→ **Task data**
——

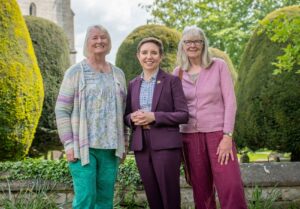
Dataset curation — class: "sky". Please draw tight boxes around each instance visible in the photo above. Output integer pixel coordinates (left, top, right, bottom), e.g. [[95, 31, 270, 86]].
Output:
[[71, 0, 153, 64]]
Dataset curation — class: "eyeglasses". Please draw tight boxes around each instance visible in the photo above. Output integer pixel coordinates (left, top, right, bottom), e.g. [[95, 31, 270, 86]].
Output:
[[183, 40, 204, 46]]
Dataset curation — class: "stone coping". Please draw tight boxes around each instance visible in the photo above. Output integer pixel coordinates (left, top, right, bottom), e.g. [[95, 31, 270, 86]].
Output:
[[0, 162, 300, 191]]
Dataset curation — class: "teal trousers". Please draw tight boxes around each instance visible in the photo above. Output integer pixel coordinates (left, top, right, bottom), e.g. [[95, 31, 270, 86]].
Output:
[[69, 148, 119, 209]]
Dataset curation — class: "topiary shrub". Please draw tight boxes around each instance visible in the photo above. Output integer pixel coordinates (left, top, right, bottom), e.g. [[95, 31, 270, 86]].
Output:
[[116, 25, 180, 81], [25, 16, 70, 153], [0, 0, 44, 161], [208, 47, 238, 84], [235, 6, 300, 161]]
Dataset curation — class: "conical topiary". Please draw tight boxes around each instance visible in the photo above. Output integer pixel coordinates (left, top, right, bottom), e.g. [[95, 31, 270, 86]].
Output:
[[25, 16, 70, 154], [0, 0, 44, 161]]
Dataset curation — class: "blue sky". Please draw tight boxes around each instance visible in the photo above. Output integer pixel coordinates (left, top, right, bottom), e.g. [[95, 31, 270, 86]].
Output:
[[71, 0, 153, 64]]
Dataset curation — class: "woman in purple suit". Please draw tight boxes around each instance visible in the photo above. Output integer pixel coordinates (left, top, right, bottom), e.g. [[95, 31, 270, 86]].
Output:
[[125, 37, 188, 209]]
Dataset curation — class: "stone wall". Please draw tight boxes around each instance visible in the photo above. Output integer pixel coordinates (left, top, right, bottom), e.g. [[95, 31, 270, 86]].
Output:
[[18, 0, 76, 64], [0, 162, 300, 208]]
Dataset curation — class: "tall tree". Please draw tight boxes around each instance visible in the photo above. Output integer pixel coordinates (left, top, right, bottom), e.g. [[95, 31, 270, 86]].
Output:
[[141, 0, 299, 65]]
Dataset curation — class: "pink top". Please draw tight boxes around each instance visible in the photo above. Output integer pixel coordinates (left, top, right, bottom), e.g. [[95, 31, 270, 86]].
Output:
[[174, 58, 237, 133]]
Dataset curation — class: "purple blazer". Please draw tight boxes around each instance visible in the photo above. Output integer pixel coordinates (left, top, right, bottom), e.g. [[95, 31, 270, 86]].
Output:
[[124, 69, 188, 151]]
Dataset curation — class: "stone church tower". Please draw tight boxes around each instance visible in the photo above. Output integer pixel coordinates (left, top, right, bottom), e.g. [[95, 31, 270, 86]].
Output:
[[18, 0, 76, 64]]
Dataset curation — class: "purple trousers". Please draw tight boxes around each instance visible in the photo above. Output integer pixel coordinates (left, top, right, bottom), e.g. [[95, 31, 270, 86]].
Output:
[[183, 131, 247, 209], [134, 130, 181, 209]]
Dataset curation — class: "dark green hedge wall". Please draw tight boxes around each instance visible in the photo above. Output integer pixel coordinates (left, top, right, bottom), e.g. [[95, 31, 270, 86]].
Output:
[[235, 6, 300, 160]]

——

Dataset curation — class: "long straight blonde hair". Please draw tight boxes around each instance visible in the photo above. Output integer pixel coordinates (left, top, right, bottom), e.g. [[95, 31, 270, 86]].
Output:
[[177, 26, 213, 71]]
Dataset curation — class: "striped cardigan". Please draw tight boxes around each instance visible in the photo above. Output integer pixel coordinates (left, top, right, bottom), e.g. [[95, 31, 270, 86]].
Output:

——

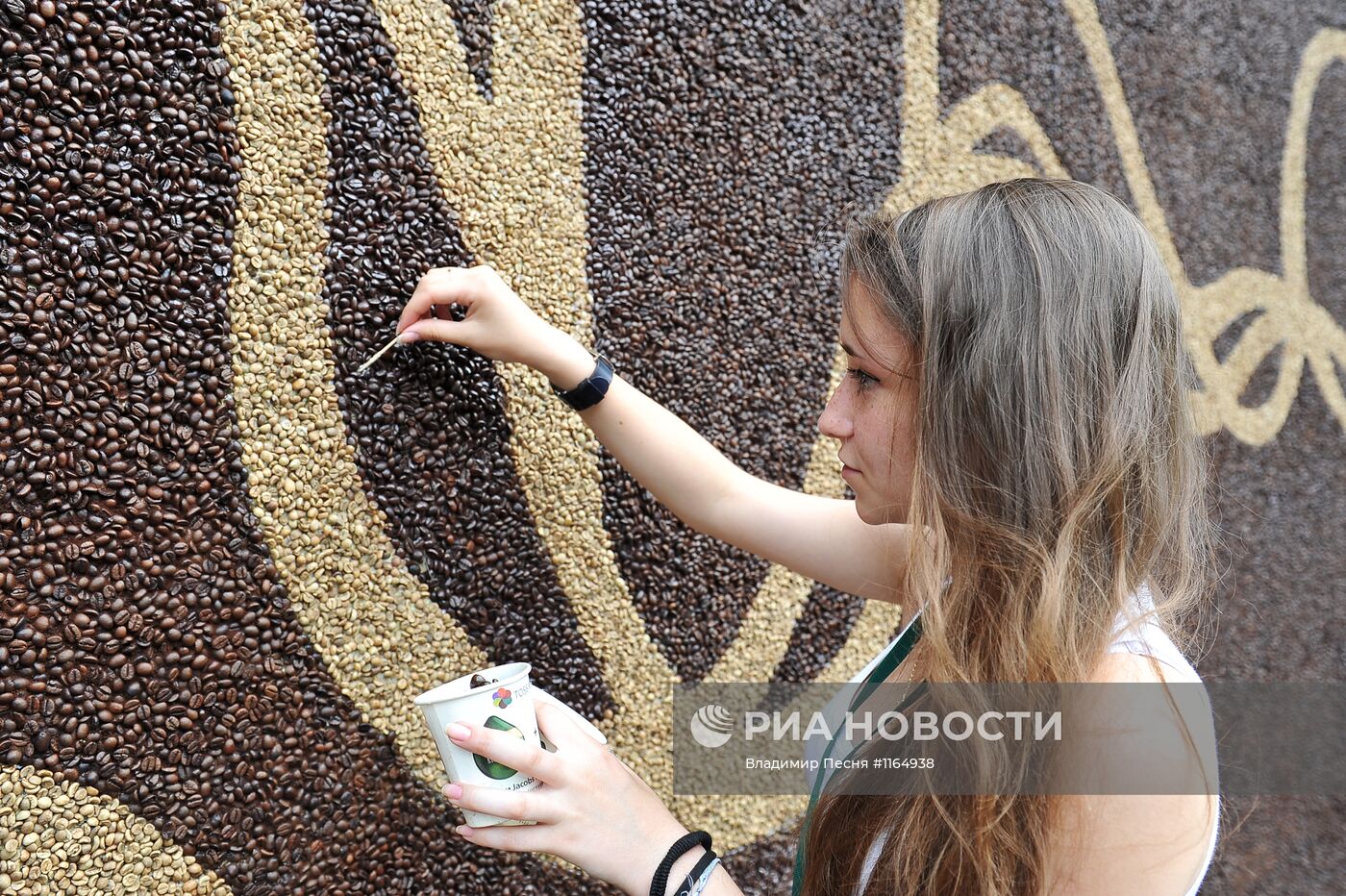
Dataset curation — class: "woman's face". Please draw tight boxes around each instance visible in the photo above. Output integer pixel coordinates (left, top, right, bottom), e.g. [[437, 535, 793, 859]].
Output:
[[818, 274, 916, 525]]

——

→ **Exercise requirements**
Identify every line of the material that contains the word "blue" and copy each such line. Matching is case-sensitive.

→ **Task solution**
Dataset curation — class: "blue sky". Please draw tight boxes around each instance visible in the photo above. Output integer pixel coordinates (left, top, right, bottom), e.g. [[95, 31, 270, 86]].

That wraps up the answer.